▸ DOCUMENT EXTRACT
_ _ _ _ _

# What are some fun things to do with 2 grandsons ages 15 and 17?



## Landry (Jun 21, 2012)

When my two grandsons were younger we would always spend a lot of time together. But as time went on and they grew older I feel like we are drifting apart. What are some fun things I could do with these 2 that won't bore them to death.]


----------



## pindiwadli (Jun 24, 2012)

Metal detecting can be fun, around old ruins or the beach. camping out, during weekends or school holidays. the trouble is at that age they tend to want to be with their friends.


----------



## SeaBreeze (Jun 24, 2012)

Fishing is always fun, especially saltwater fishing for the big ones.  Not sure it's possible where you live.  It's hard when they're that age, they need something exciting that pumps up their adrenalin.  Is there anything they're particularly interested in?


----------



## Judi.D (Nov 5, 2013)

I mentioned this on another thread. Look into volunteer opportunities in your area. Mine have helped with delivering meals, at a local soup kitchen, Toys for Tots, and at a local store that that raises money for abused and neglected children in our area. last Christmas they dressed up as elfs and helped Santa Claus give out gifts to needy children in our area. They loved it, and the benefit to them has been fantastic.


----------



## That Guy (Nov 5, 2013)

Drifting away is a natural passage for teens and I think just being available for them when they need us is best.


----------



## babyboomer (Nov 16, 2013)

Maby, if you ask them, they might tell you, maby they won't!
You can never go wrong introducing them to  a couple of girls in your neighbourhod!
That will keep them visiting you, frequently!!


----------



## Katybug (Nov 17, 2013)

_ _ _ _ _

▸ DATA FOR THIS TASK
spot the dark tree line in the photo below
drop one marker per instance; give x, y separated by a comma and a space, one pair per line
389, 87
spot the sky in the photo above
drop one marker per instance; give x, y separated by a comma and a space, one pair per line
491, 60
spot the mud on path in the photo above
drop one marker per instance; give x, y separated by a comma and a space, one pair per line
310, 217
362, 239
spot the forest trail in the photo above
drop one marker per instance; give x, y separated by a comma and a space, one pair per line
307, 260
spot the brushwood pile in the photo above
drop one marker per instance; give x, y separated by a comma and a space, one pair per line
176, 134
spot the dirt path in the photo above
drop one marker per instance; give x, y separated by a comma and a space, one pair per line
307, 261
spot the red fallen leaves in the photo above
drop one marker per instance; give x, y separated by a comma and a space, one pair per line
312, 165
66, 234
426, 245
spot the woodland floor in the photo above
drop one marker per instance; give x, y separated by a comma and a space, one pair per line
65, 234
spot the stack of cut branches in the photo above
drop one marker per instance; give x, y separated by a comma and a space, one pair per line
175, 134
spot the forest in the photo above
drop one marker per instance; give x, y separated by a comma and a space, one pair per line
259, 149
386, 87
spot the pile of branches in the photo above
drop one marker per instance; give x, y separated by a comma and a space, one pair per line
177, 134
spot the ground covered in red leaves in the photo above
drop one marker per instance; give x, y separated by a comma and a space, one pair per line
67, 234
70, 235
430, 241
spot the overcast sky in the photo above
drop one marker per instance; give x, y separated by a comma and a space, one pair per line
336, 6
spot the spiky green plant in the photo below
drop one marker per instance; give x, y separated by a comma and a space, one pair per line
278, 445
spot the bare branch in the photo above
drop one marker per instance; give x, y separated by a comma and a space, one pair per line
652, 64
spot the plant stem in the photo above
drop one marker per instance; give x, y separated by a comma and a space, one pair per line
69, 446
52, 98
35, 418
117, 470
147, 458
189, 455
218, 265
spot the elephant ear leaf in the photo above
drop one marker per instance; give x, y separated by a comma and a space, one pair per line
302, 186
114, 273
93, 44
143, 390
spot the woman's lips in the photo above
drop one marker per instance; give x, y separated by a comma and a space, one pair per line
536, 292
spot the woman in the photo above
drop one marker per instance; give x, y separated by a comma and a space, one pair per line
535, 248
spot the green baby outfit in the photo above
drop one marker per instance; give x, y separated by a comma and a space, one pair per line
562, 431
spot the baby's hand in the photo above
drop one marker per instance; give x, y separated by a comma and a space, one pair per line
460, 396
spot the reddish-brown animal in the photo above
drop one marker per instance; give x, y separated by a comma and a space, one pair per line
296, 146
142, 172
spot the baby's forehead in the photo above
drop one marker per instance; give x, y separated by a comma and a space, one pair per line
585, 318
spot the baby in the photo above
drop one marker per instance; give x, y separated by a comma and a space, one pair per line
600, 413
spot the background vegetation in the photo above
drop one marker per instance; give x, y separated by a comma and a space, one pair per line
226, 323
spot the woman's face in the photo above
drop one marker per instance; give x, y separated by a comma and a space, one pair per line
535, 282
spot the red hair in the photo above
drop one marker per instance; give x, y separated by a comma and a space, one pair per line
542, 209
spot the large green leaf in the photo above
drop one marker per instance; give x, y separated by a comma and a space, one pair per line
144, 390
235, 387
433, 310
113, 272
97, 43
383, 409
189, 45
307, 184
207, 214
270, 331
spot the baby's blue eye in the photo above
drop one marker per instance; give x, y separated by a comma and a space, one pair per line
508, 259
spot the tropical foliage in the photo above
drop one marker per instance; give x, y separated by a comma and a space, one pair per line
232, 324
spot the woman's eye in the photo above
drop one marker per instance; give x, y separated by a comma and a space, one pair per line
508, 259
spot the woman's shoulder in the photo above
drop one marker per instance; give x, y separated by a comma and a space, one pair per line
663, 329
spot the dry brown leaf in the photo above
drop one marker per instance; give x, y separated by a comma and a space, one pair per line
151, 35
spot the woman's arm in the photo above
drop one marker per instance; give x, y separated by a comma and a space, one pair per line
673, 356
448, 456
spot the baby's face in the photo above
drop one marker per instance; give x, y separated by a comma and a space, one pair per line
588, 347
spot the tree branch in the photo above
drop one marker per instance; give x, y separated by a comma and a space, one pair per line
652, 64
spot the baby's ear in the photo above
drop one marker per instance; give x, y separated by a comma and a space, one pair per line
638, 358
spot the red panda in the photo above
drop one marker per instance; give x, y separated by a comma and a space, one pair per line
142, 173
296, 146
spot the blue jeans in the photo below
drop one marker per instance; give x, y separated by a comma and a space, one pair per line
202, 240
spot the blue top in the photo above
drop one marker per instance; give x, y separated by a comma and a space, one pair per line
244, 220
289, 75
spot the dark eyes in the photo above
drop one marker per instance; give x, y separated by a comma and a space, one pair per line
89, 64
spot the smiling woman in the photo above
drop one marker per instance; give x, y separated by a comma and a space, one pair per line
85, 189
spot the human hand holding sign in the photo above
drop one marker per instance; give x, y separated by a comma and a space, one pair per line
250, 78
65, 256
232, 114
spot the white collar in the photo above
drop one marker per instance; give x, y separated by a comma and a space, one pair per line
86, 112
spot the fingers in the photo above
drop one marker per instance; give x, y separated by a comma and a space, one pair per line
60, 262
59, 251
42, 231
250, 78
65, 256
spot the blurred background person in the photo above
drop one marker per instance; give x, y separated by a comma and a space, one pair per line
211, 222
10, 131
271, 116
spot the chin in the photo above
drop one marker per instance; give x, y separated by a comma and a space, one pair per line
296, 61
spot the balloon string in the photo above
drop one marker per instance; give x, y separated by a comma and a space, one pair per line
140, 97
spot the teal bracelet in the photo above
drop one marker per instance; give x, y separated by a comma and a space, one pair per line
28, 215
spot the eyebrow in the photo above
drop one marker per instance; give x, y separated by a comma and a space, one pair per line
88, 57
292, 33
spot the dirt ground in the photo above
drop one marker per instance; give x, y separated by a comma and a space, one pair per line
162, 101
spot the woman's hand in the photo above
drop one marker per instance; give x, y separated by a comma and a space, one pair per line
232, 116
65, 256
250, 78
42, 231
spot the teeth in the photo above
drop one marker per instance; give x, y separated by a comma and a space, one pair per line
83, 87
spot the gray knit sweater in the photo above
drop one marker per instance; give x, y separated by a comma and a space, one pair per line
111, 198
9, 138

_ _ _ _ _

▸ WHAT TO WORK ON
- 1) Reproduce the stretch of the forum thread from "When my two" through "with their friends.".
- 2) Pull out every line of the entries that contains the word "dark", and treat case as significant.

▸ RESPONSES PER TASK
- 1)
When my two grandsons were younger we would always spend a lot of time together. But as time went on and they grew older I feel like we are drifting apart. What are some fun things I could do with these 2 that won't bore them to death.]


----------



## pindiwadli (Jun 24, 2012)

Metal detecting can be fun, around old ruins or the beach. camping out, during weekends or school holidays. the trouble is at that age they tend to want to be with their friends.

- 2)
spot the dark tree line in the photo below
spot the dark eyes in the photo above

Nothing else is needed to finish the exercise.